### Exercise requirements
Your task is to write out every line of the data exactly. Drop the pictures.

*** Exercise input ***

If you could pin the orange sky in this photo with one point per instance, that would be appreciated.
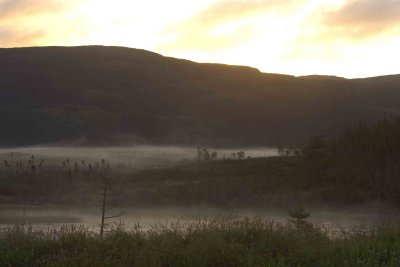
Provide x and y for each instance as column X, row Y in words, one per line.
column 350, row 38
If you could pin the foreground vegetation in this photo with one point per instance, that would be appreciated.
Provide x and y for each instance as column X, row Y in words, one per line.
column 219, row 242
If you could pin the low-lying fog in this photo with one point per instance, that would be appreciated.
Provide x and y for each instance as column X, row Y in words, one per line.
column 57, row 216
column 137, row 156
column 150, row 156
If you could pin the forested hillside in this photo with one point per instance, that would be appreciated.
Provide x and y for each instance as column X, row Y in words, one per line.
column 113, row 95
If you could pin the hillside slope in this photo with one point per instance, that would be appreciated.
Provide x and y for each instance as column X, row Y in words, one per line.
column 108, row 95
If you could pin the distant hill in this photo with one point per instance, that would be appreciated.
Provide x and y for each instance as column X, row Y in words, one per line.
column 115, row 95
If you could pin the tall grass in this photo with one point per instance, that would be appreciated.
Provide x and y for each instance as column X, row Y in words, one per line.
column 218, row 242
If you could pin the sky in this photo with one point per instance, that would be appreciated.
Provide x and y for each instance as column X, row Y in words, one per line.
column 348, row 38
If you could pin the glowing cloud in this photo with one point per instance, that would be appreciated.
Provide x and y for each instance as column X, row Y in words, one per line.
column 351, row 38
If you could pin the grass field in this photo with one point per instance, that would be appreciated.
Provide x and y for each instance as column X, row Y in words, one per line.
column 219, row 242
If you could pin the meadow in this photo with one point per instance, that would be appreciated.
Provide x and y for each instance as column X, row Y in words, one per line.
column 218, row 242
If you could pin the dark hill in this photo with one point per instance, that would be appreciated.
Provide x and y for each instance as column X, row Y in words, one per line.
column 104, row 95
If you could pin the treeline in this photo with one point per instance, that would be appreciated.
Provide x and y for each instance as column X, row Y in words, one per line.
column 363, row 163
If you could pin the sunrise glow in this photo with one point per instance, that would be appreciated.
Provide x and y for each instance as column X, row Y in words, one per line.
column 350, row 38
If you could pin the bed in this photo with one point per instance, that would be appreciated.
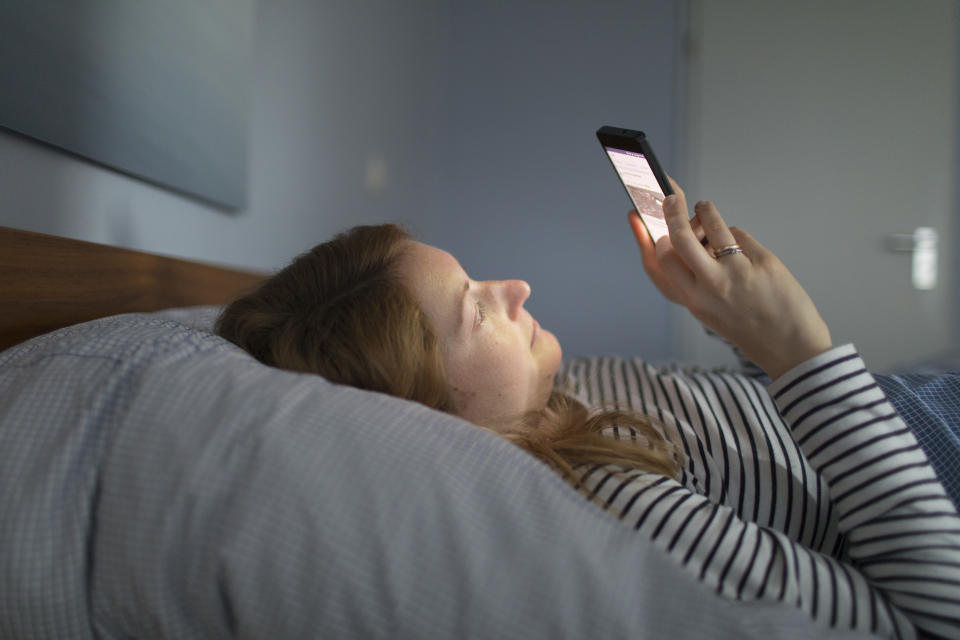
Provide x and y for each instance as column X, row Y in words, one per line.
column 156, row 481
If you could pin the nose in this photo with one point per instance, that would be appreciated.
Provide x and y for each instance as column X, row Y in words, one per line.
column 515, row 293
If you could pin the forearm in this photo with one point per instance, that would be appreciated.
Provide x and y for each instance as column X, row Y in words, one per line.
column 902, row 530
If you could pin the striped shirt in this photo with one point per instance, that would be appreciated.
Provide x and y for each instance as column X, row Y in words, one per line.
column 832, row 507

***

### Solution to this task
If you could pin the orange sky in this photo with one point per instance, that would be appreciated.
Provide x and y for each instance as column X, row Y in words, one per line.
column 350, row 38
If you could pin the foreground vegetation in this photo with one point per instance, that would be appreciated.
Provide x and y for each instance as column X, row Y in words, one per line.
column 219, row 242
If you could pin the low-lying fog in this photo with one point per instance, that would be appreciated.
Provide x and y for each instance as column X, row Y in words, one per line.
column 57, row 216
column 137, row 156
column 150, row 156
If you could pin the forested hillside in this photo with one point per instance, that would be appreciated.
Provide x and y for each instance as column X, row Y in words, one per line.
column 113, row 95
If you could pin the hillside slope in this photo with one point per instance, that would be appreciated.
Provide x and y for each instance as column X, row Y in words, one per line.
column 108, row 95
If you could pin the distant hill in this photo with one point per instance, that would be appreciated.
Provide x and y for each instance as column X, row Y in words, one per line.
column 115, row 95
If you could pin the tall grass in this photo with one point per instance, that would be appreciated.
Provide x and y for each instance as column X, row Y in words, one per line.
column 218, row 242
If you could pin the sky in this photo with one point per instance, that would be appreciated.
Provide x and y for each instance as column X, row Y in words, one per line.
column 348, row 38
If you could pin the glowing cloud in this photo with one point per instance, that would be appreciated.
Provide x and y for each instance as column X, row Y in words, one per line.
column 351, row 38
If you could pin the grass field in this photo with one point per instance, that would be appreciated.
Provide x and y for each instance as column X, row Y in words, one per line.
column 219, row 242
If you could pin the meadow in this photo with one point per instance, that would be appreciated.
Provide x and y for each instance as column X, row Y in words, one per line.
column 218, row 242
If you could pin the dark hill in this photo with one point per instance, that would be appreciated.
Provide x and y for each instance as column X, row Y in words, one per line.
column 104, row 95
If you could pin the treeline in this photo with one point per instance, that would be appreciated.
Provide x and y for each instance as column X, row Y in words, one per line.
column 363, row 163
If you could pin the sunrise glow in this photo with one point per instance, that would be appreciated.
Provide x and y for each instance as column X, row Y in words, one per line.
column 350, row 38
If you could pin the bed in this photo with one point per instance, that would be appreciated.
Provide x and y for each instance as column X, row Y in words, one per line.
column 156, row 481
If you could pin the nose in this photo with one point per instance, that would be appreciated.
Provide x and y for each instance as column X, row Y in words, one per line.
column 515, row 293
If you could pin the forearm in this photo with one point per instance, that would be appreciated.
Provide x and y for each instance as column X, row Y in words, one per line.
column 902, row 530
If you could pin the striped shirt in this photo with one point per instance, that would be appreciated.
Provide x and y for each instance as column X, row Y in words, one per line.
column 832, row 507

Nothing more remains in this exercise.